READING PASSAGE =>
It just does. It sucks. First of all, the weather. Second of all, the weather, and third, fourth and fifth of all, the weather is abysmal. There is nothing like the warm embrace of torrential rain that lasts for over 13 hours. The grey blanket has descended and we are submerged until Spring. Kids are stuck inside, which everybody knows is just where children yearn to be. Argh. There’s nothing like untacking a child’s wound-up spirit from the ceiling while the other child screams in the corner because her brother “looked out the window”.
The first lockdown wasn’t brilliant, but it wasn’t awful either. The first few weeks were beyond horrific. 2 small kids – child minder + 2 parents working = the defined formula for hell. Kids interrupt you. They interrupt you constantly, consistently, randomly, unnecessarily, purposelessly and just for the fun of it. Very soon I was the King Kong of stress monsters. It was quite obvious to my husband that if this continued I would be wheeled away by the bin men and popped into the nearest mental institution or recycling centre, or our family would endure a pretty awful and traumatising experience. So, we bit the financial bullet and I quit my job. Yeah, we are broke but during the first lockdown we were kinda happy.

DATA TO EXAMINE =>
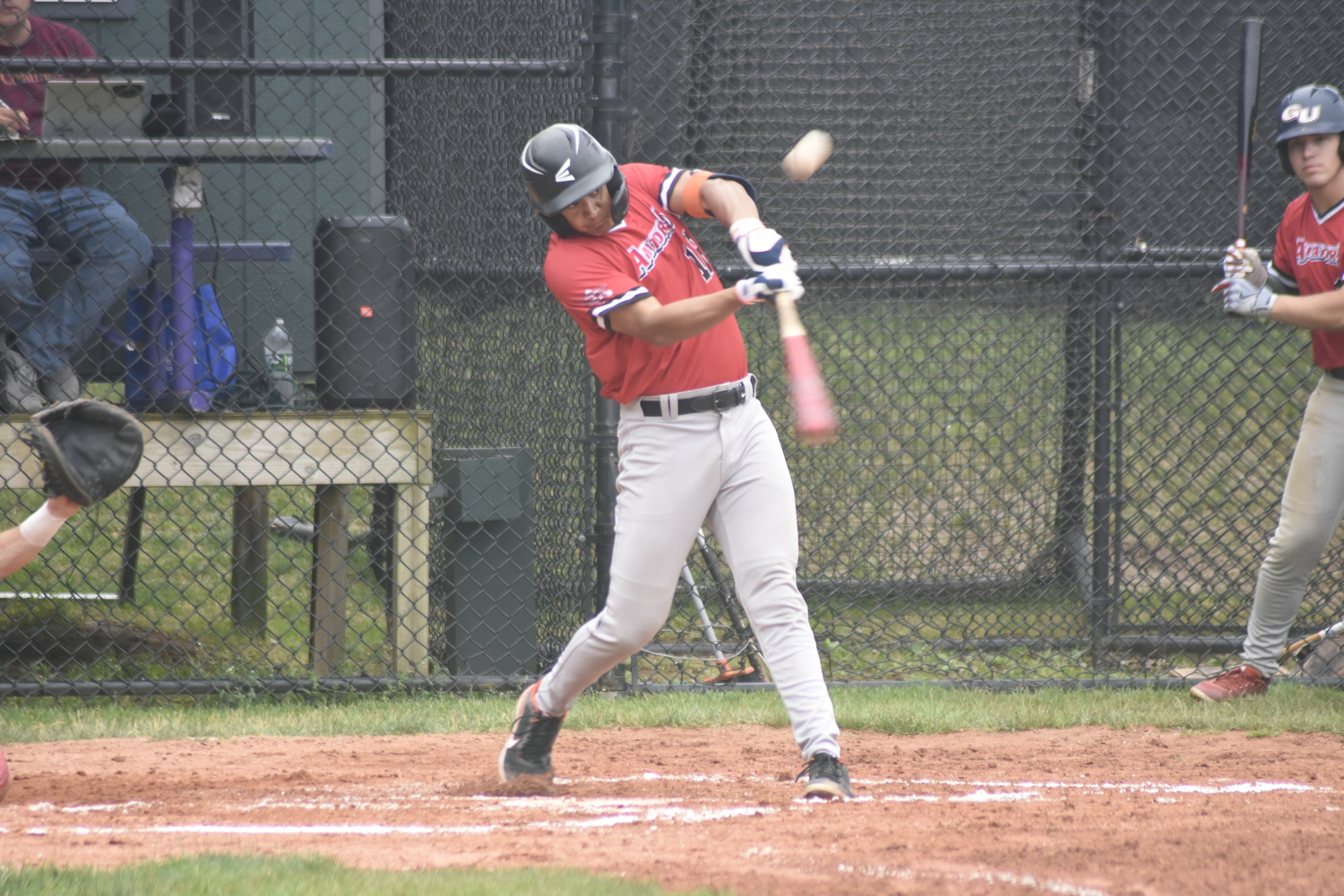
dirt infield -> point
--
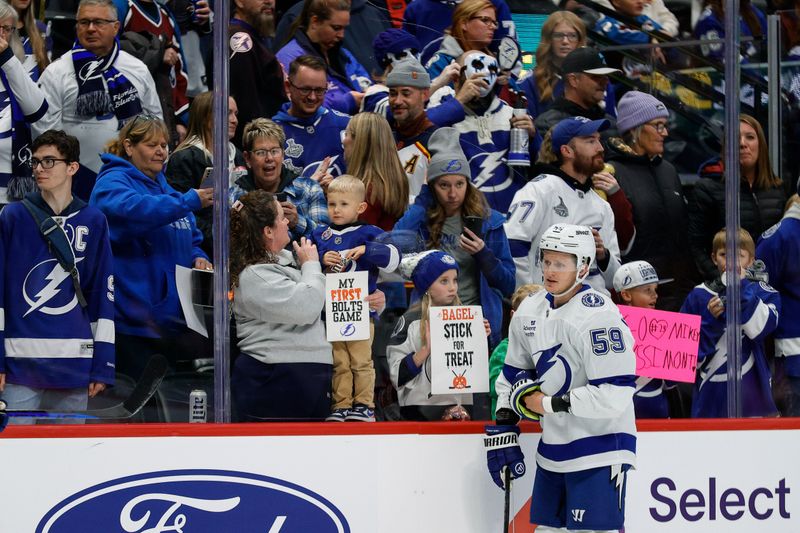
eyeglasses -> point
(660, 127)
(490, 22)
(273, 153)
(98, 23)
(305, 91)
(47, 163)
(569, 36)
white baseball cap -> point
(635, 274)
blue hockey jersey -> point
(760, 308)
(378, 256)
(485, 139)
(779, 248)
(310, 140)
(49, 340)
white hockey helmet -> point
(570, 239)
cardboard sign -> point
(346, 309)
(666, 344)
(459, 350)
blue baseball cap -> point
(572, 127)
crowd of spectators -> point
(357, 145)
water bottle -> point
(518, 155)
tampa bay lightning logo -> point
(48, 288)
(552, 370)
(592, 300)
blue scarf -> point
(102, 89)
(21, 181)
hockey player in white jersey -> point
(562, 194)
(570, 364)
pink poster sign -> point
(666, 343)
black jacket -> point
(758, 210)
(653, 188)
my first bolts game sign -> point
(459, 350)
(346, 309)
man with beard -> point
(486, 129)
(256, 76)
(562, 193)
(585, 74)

EXERCISE INSTRUCTIONS =>
Continue the essay on lockdown with two small children, picking up after its last sentence. The items were taken from a different source than the text.

REPLY =>
It was cliché heaven around here. He started to take an interest in a very startled garden. He grew pumpkins, peppers, tomatoes and sunflowers; spent weeks clearing out the brambled jungle that lived behind the shed. And I baked. I haven’t baked since I was 14 years old, but I was at it again, and producing just as dubious results as I did back then. Our house was organised; our hot press now has labels on the shelves, FFS. And we began running. Oh, we were so healthy, until every Friday night when we gorged our body weight on wine & chocolate, while watching Netflix and Disney or just reading Trump’s tweets and giggling.
It was pretty sweet.
But this lockdown sucks.
It’s dark. Exercising on a Summer’s evening is an enjoyable and uplifting experience. Walking along a country road in the pitch black stumbling into puddles just ain’t that great a jazz.
And then there’s the point that we’ve done this before. The first time there was a feeling of adventure or novelty about the lockdown. I was full of great ideas about what to do to combat the ennui and the social deprivation. But now it’s just boring. It’s repetitive. It’s gruelling. I’ve a fairly robust and resilient personality but I found myself listening to Joni Mitchell while peeling potatoes and day-dreaming about life on a boat somewhere, or being in gainful employment again. If I get to the point where I’m pressing auto re-play on Leonard Cohen, I know I’ll need to either start some serious drinking or ring the Samaritans.
So I guess these are the tough times. Covid is our generation’s burden. As tough times go, it’s not the worst, so far. My folks suffered the oil crisis in the 70s with mortgage rates at 18%. My grandparents lived through World War 2. My great-grand folks existed through WW1 and the Spanish flu pandemic. Go back further and they were just poverty-stricken farmers with no education, no franchise and no quality of life: with a very short span of life at add to all that misery.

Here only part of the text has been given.